[TASK INSTRUCTIONS]:
Give back exactly the line containing "point like [738,171]." together with all the lines after it, ending at the final line below.

EXTRACTED DATA Start Marker

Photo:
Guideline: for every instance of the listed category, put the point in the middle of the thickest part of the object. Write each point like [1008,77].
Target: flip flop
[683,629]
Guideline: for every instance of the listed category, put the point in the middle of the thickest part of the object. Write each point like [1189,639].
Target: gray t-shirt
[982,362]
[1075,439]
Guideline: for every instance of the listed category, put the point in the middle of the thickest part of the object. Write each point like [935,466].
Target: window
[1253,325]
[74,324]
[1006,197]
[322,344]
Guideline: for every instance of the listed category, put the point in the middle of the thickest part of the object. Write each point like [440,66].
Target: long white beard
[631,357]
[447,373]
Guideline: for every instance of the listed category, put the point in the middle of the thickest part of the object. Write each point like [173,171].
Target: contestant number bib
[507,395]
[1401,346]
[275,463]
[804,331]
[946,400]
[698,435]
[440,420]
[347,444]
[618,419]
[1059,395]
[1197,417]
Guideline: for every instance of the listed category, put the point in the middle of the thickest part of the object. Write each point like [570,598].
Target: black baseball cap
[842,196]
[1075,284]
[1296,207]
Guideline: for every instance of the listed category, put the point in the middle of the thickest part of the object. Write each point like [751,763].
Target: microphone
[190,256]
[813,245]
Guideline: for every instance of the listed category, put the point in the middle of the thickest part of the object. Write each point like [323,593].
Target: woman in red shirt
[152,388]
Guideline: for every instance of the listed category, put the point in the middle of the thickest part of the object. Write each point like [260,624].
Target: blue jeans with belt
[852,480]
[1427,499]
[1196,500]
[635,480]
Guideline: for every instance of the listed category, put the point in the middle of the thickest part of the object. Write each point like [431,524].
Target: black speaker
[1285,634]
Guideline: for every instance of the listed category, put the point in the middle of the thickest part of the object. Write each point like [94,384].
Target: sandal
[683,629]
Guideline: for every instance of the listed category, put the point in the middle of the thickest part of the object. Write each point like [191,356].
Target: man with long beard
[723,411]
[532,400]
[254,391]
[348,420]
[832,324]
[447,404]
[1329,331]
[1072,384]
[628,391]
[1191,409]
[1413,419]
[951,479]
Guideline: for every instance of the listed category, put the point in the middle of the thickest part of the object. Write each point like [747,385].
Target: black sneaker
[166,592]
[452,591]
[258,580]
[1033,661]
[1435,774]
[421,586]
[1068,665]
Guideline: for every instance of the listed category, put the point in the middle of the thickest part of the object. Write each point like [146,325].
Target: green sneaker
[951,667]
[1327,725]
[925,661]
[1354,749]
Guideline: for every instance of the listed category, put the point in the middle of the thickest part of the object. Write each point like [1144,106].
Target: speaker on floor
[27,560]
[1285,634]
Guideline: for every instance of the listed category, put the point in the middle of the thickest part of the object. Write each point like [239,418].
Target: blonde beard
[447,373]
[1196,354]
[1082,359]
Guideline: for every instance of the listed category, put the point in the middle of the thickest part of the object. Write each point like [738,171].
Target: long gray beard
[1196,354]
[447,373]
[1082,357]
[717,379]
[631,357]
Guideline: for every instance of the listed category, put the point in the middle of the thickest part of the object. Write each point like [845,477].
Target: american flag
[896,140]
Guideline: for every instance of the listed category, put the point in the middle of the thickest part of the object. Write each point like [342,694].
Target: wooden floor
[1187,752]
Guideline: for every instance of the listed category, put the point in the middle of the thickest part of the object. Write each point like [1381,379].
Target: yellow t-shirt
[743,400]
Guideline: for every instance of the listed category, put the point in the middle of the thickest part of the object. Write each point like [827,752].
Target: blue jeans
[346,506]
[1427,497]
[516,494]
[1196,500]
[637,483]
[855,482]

EXTRACTED DATA End Marker

[ANSWER SPACE]:
Guideline: for every instance of the listed category, put the point in the middle of the thickest part of the object. Write each point like [738,171].
Target: long gray beard
[1196,354]
[447,373]
[1082,357]
[717,379]
[631,357]
Guideline: for every instance of the listed category, put the point in the middle of the thickest part of the object. Write each point like [845,477].
Target: american flag
[896,140]
Guideline: for every instance of the listed category, put the point in the middle of the thickest part of the object. Write each point like [342,694].
Target: wooden floor
[1187,752]
Guideline: for every instance of the listed category, put the point in the middle of the thickest part of the object. Write each point like [1381,379].
Target: yellow t-shirt
[743,400]
Guideline: for every instance of the listed category, put the point in the middle of the thickest part of the object. Write each point like [827,752].
Target: blue jeans
[346,506]
[1427,497]
[516,494]
[1196,500]
[637,483]
[855,482]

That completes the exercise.